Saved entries
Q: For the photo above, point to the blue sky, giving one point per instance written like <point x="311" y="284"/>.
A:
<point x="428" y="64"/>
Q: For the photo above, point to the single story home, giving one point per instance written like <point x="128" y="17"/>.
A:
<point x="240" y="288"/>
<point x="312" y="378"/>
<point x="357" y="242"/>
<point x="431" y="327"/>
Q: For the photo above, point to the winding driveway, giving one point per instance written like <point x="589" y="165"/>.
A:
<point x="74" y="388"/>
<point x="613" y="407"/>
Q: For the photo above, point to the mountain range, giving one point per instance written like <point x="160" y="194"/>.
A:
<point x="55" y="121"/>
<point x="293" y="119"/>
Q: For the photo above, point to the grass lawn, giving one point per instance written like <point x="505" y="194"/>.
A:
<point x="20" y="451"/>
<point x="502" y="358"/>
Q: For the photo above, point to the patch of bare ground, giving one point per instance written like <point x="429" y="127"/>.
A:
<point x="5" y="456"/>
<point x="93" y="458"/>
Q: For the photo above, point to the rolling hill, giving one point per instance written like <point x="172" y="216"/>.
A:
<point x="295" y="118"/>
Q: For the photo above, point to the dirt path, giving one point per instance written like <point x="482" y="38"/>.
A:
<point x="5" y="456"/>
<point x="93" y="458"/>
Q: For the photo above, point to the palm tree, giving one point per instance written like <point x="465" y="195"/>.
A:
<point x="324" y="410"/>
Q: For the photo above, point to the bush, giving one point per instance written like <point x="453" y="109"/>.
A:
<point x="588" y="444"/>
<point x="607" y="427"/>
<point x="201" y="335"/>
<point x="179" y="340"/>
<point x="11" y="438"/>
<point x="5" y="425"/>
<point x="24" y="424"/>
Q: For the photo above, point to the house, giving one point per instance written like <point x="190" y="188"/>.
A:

→ Your objective:
Your task is to write out, exactly, the line that holds "Q: For the photo above, point to the patch" and every line after it until the records end.

→ Exercise output:
Q: For the photo above, point to the patch of bare ground, giving one point per instance written like <point x="429" y="127"/>.
A:
<point x="5" y="456"/>
<point x="93" y="458"/>
Q: For the photo above, point to the rolling hill, giving one point per instance written like <point x="172" y="216"/>.
A:
<point x="295" y="118"/>
Q: For the photo above, point to the dirt path, giving one point per instance written like <point x="482" y="38"/>.
A:
<point x="5" y="456"/>
<point x="93" y="458"/>
Q: For the photo above, point to the palm tree, giving one point per instance written like <point x="465" y="195"/>.
A:
<point x="324" y="410"/>
Q: For the photo above, point to the bush, giving one point per instance written like <point x="453" y="109"/>.
A:
<point x="588" y="444"/>
<point x="607" y="427"/>
<point x="201" y="335"/>
<point x="179" y="340"/>
<point x="11" y="438"/>
<point x="5" y="425"/>
<point x="24" y="424"/>
Q: For the photo above, point to the house, giving one point per instance written like <point x="190" y="188"/>.
A:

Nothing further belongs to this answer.